**Exercise directions**
Copy the items below word for word, from the line containing "Test yourself! Look at the image and find the green tree." up to and including the line containing "[525,293,759,548]".
BEGIN Excerpted records
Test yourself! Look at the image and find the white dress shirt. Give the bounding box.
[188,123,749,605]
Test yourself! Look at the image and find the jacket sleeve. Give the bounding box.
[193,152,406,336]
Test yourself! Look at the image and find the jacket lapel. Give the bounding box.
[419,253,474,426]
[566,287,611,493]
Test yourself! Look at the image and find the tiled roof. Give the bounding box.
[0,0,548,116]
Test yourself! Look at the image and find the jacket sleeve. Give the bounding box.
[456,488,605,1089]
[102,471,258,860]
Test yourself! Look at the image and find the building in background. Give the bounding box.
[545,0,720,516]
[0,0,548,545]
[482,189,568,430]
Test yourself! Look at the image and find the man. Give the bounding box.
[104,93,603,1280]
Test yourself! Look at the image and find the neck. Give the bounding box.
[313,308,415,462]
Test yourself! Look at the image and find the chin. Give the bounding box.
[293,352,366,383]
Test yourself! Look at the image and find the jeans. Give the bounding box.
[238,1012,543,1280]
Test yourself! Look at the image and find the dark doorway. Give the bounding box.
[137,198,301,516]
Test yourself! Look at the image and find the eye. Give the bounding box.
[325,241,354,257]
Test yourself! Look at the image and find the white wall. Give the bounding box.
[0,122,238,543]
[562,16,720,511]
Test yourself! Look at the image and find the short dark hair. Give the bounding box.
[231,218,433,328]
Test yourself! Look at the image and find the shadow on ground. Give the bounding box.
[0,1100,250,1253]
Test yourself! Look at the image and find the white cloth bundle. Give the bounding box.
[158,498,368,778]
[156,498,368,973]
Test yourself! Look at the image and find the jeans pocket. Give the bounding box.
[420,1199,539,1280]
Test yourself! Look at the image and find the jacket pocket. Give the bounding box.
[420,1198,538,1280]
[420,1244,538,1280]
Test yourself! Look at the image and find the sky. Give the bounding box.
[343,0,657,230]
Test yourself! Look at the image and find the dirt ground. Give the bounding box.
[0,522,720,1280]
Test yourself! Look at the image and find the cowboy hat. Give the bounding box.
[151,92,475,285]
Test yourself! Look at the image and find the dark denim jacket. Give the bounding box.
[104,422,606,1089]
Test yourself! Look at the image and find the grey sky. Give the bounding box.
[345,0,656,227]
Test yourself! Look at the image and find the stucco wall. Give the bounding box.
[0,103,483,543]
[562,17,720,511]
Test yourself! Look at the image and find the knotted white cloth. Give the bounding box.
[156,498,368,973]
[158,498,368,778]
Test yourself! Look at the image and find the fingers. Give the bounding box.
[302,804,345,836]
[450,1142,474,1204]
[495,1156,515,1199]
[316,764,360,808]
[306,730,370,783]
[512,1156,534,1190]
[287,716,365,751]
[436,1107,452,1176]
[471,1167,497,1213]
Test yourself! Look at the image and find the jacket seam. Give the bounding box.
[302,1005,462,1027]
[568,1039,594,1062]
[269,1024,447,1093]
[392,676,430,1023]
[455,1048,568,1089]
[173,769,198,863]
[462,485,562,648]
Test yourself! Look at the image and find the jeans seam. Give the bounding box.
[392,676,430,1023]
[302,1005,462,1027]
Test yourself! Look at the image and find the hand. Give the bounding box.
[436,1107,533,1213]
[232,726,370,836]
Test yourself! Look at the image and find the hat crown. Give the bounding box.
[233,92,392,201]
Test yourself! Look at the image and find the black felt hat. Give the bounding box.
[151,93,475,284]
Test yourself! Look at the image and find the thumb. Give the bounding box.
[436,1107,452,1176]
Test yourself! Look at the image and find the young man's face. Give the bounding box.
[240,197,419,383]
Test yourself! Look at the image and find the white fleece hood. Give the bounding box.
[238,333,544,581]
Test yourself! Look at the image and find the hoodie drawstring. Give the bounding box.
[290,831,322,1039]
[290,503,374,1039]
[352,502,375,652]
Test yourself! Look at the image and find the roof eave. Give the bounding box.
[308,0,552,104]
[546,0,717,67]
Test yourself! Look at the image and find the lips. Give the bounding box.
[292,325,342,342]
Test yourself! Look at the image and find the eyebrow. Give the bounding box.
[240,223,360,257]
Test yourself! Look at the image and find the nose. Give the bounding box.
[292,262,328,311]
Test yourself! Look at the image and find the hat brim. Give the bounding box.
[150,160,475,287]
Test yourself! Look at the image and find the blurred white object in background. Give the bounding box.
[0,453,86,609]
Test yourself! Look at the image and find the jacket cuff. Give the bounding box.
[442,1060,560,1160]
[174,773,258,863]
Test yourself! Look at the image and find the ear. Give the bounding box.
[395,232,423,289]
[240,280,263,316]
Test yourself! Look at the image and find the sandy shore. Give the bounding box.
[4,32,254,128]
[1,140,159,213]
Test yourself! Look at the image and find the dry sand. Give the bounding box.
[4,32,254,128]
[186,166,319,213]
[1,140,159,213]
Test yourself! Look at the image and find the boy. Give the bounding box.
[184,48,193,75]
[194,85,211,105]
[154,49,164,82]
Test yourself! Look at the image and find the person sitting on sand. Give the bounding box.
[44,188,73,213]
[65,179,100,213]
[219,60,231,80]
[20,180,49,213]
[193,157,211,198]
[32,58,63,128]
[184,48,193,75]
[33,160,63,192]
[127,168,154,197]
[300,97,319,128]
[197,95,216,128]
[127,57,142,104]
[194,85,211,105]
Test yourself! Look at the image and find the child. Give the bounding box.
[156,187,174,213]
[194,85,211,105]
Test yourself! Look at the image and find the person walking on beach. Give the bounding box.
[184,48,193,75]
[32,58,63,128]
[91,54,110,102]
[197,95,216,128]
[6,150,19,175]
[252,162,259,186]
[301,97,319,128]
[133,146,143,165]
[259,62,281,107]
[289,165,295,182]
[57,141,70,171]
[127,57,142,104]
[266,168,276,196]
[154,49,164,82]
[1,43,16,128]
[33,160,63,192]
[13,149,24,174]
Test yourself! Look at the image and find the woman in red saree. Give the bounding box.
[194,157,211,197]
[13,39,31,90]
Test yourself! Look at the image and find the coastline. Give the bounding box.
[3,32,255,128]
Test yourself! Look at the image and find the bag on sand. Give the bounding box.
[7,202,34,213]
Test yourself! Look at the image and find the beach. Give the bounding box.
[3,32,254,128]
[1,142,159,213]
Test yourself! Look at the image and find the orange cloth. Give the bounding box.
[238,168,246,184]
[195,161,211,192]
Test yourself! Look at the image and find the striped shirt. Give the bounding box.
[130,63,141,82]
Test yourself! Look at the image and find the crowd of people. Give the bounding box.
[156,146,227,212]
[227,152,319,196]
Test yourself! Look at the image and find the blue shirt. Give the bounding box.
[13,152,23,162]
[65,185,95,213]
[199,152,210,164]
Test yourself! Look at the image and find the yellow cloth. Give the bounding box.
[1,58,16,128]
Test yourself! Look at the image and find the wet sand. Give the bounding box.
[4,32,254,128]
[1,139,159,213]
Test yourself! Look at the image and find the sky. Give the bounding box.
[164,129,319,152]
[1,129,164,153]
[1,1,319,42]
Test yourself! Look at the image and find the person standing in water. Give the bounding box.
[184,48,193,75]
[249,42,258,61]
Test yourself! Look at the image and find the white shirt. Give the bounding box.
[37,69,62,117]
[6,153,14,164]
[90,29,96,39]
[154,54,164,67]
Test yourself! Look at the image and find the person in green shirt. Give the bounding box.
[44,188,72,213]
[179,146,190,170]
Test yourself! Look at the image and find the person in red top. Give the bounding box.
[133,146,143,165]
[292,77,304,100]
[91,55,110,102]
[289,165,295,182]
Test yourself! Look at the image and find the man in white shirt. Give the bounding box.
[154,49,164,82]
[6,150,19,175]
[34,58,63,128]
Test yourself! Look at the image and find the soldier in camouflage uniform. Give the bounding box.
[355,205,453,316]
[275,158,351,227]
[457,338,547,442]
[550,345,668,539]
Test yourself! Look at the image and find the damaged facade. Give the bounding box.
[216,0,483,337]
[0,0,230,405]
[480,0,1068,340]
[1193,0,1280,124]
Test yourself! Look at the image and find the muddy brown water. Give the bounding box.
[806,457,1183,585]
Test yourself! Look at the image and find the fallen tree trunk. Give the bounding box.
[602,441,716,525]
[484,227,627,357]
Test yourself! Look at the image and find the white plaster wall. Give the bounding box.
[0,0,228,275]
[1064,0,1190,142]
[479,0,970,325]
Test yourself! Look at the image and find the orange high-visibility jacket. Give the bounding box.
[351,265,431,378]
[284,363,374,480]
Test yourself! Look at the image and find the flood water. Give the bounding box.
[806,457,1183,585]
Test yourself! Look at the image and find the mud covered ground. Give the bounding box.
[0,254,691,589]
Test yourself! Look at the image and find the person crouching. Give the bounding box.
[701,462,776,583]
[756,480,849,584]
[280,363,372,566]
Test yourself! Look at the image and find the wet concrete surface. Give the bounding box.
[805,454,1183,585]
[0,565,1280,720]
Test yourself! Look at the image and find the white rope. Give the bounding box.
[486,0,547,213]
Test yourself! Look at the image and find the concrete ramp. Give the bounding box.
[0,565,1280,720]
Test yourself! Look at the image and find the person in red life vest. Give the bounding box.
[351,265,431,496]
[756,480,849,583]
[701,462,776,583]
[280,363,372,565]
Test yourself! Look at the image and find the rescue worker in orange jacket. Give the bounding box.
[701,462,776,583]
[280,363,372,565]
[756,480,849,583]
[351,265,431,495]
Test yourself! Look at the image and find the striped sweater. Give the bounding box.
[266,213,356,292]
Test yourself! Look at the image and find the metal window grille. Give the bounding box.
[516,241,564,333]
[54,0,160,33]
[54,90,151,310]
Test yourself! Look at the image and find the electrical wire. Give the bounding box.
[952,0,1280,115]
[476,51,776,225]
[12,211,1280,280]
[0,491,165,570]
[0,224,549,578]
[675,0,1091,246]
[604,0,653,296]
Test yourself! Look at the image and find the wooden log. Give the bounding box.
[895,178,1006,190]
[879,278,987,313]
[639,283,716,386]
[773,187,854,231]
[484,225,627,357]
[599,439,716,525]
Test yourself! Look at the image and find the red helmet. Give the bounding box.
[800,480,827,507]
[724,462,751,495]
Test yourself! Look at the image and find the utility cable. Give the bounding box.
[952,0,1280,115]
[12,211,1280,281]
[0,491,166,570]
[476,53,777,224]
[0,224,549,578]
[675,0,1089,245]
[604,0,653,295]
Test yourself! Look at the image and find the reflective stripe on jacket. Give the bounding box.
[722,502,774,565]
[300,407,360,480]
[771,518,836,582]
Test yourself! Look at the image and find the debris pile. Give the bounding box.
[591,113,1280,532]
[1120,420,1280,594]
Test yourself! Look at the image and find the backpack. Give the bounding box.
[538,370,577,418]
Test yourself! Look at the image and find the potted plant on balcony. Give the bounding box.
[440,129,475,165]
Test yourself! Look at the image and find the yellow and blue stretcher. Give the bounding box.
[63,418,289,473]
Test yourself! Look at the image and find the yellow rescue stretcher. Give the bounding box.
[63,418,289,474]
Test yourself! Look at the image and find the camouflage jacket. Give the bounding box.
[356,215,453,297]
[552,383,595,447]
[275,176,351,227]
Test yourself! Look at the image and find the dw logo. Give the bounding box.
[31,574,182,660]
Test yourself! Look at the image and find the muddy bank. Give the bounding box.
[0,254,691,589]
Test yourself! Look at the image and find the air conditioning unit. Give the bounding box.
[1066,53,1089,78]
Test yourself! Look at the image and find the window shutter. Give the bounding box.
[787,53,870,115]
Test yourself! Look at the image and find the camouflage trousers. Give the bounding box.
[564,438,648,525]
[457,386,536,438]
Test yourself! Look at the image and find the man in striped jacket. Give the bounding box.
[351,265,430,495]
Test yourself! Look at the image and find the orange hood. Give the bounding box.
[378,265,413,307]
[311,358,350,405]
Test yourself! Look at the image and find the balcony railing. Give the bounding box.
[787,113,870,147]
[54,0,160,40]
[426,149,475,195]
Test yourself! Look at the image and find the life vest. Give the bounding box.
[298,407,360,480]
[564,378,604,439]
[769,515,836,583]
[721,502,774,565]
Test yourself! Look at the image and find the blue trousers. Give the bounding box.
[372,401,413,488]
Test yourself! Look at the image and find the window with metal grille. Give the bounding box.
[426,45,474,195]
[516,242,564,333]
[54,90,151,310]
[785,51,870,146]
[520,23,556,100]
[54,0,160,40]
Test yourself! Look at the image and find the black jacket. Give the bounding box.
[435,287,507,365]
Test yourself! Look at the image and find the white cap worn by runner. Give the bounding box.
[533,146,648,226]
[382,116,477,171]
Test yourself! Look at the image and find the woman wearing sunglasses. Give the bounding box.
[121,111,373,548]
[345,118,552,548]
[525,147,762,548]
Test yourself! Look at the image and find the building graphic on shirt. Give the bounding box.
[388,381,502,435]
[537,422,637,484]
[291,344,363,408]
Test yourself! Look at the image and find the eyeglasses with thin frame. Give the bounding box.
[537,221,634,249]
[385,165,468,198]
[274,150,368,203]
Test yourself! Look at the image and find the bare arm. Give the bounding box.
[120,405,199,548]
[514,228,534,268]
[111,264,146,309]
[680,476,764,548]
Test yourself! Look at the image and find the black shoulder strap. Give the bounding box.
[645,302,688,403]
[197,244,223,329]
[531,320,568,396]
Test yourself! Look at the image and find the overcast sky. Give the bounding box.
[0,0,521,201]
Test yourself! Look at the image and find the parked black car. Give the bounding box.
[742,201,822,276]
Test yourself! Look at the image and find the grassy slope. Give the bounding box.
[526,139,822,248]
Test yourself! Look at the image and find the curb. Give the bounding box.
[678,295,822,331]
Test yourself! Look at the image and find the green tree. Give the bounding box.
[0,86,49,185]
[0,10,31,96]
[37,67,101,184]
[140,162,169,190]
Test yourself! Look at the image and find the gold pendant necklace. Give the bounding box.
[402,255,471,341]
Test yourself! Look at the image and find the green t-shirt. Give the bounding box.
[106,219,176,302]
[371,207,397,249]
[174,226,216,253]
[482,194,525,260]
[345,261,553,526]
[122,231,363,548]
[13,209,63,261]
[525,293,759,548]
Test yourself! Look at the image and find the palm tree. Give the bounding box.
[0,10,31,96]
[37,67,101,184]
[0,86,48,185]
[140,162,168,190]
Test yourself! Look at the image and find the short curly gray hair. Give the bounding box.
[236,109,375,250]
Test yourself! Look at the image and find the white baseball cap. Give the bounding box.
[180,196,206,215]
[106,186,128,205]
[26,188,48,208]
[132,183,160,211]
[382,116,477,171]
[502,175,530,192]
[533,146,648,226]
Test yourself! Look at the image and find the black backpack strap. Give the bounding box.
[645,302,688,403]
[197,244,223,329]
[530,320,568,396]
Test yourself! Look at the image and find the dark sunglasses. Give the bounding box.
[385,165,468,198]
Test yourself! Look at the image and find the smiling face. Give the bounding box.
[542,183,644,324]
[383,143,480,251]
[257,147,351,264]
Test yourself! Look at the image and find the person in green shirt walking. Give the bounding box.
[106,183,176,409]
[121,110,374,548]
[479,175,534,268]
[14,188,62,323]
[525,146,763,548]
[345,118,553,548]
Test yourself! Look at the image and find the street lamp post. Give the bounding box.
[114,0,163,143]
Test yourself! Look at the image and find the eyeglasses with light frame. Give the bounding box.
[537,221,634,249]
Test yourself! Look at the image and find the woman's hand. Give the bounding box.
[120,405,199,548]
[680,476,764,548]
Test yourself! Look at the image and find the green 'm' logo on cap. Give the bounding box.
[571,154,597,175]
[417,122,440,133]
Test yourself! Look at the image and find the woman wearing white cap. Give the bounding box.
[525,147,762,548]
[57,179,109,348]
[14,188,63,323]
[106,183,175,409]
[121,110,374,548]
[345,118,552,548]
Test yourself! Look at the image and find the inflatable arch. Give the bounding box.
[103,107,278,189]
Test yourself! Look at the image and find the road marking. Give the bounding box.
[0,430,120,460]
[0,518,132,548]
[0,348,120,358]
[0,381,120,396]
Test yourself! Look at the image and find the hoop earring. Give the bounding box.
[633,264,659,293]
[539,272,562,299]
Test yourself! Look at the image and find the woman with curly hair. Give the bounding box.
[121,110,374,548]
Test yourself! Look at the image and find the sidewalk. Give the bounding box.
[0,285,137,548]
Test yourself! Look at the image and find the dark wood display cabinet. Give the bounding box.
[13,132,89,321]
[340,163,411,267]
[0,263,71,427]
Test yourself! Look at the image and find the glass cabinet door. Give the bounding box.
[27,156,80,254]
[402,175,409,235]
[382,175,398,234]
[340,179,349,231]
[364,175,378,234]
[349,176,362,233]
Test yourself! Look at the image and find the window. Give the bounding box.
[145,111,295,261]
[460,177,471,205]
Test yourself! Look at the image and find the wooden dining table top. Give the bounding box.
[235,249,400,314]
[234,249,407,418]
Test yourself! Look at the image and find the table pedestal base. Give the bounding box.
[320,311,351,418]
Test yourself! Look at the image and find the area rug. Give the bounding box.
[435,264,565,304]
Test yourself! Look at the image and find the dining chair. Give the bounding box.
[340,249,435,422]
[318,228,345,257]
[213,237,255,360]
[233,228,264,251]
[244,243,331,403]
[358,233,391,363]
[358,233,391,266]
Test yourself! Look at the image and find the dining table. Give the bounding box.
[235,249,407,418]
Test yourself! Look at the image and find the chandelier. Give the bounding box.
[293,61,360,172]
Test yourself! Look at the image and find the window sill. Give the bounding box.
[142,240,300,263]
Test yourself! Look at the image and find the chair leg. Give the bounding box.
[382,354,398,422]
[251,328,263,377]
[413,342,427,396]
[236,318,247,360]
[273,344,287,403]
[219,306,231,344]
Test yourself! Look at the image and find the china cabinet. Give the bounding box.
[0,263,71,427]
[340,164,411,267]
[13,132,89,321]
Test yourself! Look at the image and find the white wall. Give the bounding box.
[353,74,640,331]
END Excerpted records
**The response**
Test yourself! Look at the image and find the green tree. Give the bounding box.
[0,86,49,185]
[0,10,31,96]
[37,67,101,184]
[140,162,169,190]
Test yourself! Look at the image and find the gold pendant necklace. Give the bounding box.
[402,255,471,341]
Test yourself! Look at the image and find the green t-shirt. Give the bounding box.
[106,219,176,302]
[371,207,397,249]
[174,226,216,253]
[482,194,525,260]
[345,261,553,526]
[122,231,363,548]
[13,209,63,261]
[525,293,759,548]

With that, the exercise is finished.